* **What the task asks**: Count the lines in the records below that contain the string "given", treating uppercase and lowercase as different. Reply with the number alone.

* **Study material**:
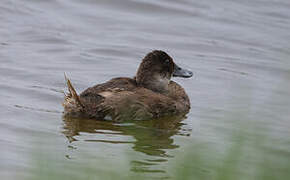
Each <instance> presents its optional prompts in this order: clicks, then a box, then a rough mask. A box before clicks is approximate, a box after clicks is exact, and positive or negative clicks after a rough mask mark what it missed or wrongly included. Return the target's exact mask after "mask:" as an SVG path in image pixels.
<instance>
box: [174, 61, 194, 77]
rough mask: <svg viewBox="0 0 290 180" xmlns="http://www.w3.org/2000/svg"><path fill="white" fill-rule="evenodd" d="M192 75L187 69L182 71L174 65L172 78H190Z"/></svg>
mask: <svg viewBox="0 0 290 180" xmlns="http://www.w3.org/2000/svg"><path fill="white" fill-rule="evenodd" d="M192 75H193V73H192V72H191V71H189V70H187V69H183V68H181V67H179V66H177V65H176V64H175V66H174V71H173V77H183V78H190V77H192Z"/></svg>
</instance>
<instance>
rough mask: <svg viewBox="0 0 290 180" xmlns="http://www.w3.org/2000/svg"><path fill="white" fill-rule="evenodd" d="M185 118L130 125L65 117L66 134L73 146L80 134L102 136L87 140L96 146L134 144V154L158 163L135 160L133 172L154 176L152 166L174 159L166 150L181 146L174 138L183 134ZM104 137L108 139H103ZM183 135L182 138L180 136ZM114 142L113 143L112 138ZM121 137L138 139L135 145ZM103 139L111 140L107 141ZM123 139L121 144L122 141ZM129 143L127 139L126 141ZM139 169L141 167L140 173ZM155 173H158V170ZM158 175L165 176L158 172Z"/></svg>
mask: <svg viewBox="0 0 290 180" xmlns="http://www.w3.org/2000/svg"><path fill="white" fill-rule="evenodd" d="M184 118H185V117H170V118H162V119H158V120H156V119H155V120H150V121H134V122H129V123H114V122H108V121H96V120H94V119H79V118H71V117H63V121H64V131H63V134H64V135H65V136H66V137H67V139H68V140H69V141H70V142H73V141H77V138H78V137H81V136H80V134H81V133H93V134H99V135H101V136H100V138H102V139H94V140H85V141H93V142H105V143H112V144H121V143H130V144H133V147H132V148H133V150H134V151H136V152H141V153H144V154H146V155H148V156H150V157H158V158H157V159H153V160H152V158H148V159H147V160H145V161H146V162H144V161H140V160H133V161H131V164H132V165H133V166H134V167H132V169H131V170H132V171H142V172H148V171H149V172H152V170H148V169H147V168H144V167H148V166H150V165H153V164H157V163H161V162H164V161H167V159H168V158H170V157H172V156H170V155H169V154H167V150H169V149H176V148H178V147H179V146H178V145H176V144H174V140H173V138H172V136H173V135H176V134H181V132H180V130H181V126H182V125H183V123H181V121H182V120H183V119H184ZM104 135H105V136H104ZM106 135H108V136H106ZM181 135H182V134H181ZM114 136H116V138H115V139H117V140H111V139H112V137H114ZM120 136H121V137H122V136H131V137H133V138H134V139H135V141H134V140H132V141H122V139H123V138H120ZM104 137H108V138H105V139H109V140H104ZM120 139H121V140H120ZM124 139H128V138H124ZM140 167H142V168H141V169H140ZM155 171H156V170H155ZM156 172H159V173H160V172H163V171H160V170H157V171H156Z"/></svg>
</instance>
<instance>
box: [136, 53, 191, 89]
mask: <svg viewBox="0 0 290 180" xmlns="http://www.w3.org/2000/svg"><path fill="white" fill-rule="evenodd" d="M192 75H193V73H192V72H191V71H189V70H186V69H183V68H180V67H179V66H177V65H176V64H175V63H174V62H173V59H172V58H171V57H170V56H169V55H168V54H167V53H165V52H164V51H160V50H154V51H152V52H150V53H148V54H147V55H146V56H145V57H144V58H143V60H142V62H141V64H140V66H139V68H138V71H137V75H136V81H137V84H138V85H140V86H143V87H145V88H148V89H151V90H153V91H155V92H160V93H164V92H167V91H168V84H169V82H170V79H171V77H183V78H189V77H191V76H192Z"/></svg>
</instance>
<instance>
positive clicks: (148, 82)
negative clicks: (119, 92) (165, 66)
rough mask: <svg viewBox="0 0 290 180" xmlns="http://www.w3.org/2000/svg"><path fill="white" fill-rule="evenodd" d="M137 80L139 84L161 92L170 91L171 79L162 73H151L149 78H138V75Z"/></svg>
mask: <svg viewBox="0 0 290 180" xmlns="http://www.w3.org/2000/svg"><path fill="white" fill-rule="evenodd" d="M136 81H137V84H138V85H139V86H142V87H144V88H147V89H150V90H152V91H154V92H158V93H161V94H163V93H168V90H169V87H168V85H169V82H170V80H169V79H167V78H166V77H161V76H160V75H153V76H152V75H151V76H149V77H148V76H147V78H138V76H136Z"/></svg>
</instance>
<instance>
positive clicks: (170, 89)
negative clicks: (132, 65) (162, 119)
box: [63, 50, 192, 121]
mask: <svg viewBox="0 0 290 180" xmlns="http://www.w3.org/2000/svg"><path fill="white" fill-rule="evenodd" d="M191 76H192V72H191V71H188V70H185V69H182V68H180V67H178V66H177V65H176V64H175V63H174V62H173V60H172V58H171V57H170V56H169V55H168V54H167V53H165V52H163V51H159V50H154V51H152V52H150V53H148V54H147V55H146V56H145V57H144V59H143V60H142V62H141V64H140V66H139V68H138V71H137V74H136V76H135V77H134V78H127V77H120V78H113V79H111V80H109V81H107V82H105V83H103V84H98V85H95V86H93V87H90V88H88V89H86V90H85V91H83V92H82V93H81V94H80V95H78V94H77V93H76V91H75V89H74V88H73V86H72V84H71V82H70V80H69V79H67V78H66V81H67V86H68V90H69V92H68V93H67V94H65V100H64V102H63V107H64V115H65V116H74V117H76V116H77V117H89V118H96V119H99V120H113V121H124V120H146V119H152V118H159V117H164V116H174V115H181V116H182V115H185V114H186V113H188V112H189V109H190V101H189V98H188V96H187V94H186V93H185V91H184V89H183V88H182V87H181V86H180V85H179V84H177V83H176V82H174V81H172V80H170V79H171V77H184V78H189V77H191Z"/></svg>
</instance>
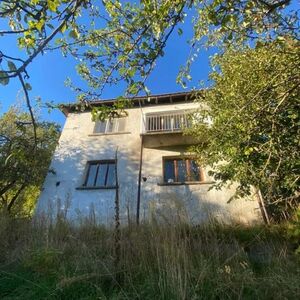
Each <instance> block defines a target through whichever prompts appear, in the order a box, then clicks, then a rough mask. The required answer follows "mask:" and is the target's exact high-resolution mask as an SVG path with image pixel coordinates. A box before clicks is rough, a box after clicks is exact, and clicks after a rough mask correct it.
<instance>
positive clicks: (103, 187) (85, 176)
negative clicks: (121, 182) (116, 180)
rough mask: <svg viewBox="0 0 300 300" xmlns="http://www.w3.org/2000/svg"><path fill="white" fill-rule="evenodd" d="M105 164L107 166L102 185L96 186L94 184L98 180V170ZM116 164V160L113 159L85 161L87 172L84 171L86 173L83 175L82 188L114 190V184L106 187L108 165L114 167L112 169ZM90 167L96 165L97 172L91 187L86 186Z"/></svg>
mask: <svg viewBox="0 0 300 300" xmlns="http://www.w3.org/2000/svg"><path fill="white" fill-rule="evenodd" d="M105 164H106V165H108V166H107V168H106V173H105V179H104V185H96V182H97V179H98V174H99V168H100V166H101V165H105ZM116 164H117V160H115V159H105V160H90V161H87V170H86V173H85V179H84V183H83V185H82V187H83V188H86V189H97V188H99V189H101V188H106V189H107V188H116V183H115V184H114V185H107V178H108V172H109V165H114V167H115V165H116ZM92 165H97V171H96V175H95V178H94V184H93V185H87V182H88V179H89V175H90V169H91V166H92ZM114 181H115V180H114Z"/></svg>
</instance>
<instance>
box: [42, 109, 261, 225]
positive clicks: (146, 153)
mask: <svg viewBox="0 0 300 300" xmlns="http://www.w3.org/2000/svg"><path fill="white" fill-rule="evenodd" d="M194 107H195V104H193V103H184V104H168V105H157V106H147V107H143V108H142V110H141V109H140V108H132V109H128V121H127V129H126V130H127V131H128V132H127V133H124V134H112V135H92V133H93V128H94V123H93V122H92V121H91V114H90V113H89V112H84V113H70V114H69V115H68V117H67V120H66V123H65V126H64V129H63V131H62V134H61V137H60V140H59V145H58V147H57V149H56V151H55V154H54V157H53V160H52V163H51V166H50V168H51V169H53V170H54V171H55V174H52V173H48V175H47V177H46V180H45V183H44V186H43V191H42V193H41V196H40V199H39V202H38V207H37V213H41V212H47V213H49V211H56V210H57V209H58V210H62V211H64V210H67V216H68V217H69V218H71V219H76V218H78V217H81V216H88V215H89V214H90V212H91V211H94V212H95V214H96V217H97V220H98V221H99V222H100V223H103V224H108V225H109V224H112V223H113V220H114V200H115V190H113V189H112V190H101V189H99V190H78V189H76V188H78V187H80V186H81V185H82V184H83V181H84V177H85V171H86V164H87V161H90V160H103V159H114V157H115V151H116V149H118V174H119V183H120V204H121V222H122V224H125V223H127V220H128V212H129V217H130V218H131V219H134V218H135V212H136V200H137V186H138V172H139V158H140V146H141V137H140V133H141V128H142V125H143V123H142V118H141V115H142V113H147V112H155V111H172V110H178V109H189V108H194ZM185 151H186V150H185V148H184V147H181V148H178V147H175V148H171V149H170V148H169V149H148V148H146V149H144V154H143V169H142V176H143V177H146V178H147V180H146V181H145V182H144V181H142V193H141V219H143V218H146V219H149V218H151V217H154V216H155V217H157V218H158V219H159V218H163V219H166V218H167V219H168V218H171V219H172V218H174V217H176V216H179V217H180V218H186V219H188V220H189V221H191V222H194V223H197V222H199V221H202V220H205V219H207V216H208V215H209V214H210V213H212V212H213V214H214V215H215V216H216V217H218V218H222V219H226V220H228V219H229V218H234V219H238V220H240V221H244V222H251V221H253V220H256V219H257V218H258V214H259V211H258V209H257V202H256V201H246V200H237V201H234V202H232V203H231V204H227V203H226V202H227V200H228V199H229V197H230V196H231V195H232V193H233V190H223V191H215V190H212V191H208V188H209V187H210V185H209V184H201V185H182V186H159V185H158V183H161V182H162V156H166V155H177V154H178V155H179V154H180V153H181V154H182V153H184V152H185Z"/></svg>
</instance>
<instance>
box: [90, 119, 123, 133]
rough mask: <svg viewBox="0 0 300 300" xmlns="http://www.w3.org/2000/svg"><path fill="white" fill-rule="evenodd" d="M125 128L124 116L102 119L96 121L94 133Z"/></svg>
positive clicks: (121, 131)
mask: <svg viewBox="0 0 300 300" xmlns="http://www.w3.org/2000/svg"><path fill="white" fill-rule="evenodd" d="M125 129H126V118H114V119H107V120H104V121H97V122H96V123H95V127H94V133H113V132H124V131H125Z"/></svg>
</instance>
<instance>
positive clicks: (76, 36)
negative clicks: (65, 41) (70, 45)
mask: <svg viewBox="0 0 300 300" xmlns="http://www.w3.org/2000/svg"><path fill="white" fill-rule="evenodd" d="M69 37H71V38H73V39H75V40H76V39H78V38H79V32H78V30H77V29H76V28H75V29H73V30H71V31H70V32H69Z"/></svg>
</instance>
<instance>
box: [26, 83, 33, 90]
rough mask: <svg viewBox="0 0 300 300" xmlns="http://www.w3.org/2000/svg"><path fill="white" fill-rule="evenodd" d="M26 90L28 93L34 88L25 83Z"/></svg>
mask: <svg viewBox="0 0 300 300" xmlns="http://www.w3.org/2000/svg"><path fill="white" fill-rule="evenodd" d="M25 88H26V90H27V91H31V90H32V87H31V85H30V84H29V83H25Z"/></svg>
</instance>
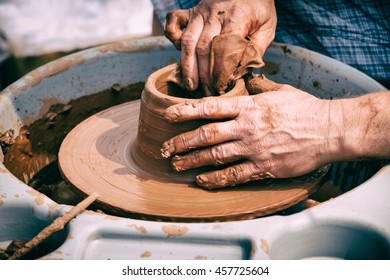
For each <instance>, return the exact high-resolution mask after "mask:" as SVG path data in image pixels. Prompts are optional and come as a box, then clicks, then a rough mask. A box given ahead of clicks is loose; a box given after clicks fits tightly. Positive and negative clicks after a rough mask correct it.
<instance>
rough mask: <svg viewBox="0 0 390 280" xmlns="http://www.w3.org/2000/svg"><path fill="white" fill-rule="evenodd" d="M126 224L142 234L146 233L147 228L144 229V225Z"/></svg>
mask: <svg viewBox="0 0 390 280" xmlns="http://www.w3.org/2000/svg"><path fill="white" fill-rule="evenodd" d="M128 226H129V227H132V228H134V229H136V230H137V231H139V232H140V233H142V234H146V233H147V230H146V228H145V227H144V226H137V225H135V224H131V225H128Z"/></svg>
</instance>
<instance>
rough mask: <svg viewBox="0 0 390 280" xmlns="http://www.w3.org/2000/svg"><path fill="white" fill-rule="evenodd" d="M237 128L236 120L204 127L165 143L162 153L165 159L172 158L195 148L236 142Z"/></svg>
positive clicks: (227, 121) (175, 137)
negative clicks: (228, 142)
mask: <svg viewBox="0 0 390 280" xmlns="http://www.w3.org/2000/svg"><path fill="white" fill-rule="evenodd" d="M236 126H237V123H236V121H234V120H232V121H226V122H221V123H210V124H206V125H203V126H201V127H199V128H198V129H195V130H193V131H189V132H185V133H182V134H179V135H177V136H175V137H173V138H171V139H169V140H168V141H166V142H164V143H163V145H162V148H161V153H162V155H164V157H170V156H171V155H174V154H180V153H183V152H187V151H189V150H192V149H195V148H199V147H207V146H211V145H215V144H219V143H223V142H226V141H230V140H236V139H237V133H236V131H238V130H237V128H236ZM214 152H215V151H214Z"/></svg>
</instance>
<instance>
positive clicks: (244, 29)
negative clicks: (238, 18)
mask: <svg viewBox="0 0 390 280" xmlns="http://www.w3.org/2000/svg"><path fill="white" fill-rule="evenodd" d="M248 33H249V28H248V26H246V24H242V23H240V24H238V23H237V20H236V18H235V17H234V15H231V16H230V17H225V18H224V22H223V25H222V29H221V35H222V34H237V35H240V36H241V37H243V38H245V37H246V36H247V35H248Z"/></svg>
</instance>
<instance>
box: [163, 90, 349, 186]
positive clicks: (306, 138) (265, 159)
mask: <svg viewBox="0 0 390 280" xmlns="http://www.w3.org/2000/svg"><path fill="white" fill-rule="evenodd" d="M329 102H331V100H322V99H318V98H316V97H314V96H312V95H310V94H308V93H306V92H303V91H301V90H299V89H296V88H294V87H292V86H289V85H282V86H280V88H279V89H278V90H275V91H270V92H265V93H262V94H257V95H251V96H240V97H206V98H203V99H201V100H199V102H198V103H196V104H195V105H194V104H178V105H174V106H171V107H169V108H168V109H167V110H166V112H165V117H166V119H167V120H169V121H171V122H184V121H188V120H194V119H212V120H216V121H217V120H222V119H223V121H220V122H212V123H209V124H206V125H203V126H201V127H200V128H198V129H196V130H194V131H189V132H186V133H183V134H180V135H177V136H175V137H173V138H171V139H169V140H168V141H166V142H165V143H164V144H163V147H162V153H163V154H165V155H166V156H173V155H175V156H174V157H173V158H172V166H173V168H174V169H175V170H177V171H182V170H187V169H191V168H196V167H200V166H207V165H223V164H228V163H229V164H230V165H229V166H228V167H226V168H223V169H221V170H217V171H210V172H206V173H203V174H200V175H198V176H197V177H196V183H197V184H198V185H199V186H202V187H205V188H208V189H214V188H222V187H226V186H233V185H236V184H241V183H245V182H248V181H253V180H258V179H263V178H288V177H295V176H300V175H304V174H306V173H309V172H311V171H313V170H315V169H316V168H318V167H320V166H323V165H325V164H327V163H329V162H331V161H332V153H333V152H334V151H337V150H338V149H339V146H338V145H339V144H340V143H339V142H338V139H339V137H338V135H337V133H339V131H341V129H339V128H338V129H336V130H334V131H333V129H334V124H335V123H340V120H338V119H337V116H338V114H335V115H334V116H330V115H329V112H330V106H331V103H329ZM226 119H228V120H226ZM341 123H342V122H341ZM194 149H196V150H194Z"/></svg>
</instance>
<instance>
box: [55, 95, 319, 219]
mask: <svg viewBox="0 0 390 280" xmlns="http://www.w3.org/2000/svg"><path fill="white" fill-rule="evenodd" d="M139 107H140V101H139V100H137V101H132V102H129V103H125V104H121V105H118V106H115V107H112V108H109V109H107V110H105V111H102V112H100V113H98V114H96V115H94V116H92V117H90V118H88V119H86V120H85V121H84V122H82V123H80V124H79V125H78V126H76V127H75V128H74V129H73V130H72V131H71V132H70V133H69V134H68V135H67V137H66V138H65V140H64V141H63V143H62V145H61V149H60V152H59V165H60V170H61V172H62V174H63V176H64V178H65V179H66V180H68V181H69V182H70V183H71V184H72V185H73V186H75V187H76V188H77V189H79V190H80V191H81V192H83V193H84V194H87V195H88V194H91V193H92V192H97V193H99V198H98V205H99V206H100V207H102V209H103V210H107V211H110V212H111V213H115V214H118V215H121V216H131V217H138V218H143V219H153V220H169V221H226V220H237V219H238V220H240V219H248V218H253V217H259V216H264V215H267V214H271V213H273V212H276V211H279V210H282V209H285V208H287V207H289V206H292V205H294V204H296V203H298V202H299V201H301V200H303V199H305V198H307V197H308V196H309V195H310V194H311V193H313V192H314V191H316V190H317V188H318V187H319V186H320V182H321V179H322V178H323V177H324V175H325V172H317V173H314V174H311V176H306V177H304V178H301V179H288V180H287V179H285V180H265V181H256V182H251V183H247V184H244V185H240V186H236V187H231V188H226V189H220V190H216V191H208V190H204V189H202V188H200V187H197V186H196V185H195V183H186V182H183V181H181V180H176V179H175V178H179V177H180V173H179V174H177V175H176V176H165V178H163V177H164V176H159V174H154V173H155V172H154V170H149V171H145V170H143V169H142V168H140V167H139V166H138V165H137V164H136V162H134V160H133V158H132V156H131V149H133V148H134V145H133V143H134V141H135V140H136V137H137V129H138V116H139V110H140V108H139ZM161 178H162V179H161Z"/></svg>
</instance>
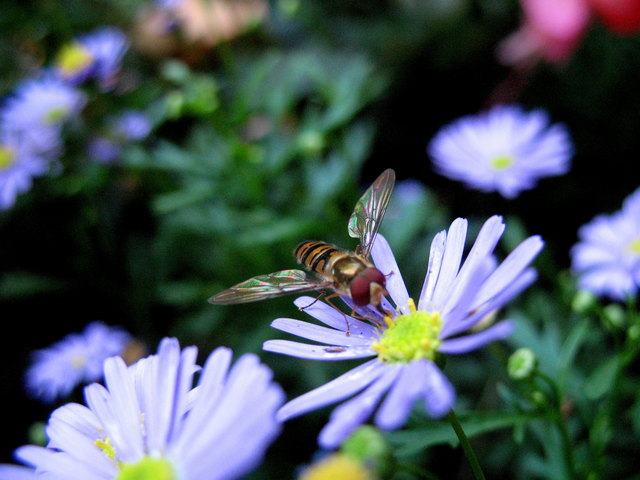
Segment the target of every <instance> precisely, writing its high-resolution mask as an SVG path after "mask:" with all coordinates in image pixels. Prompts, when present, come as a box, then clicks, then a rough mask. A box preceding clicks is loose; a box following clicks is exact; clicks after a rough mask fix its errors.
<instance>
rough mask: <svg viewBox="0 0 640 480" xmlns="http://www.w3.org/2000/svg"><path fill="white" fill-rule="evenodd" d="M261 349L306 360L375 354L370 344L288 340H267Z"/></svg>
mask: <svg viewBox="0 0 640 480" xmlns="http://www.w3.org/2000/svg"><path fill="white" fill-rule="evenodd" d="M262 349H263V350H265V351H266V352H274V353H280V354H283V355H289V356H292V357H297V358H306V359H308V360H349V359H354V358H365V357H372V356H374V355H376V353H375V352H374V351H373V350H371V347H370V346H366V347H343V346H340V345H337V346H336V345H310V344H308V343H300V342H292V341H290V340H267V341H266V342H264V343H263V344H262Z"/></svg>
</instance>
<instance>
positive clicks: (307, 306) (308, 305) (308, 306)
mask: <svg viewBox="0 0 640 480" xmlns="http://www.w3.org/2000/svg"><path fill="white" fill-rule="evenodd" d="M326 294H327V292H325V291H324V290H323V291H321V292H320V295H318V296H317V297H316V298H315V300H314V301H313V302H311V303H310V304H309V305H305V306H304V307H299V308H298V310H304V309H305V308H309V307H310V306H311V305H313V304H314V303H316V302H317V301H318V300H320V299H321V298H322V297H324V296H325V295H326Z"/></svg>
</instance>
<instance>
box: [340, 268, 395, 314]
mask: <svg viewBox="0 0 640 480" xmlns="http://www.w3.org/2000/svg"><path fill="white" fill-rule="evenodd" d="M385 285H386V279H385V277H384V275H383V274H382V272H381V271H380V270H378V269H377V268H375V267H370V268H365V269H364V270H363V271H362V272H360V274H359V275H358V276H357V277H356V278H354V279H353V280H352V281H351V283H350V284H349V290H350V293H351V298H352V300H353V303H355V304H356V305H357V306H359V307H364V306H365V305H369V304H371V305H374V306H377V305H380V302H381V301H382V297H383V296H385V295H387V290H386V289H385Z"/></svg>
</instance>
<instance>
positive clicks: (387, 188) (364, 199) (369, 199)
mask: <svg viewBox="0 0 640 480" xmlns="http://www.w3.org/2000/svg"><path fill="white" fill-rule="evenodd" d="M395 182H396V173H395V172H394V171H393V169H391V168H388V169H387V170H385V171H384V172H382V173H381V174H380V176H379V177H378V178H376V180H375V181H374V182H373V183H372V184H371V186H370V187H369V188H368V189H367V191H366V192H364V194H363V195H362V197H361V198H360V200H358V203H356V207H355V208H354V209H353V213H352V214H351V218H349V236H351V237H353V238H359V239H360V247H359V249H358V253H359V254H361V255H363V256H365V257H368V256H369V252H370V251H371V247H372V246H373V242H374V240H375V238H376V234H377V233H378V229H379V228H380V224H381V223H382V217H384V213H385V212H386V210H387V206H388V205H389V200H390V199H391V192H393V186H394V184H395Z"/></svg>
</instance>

* **Written answer**: 1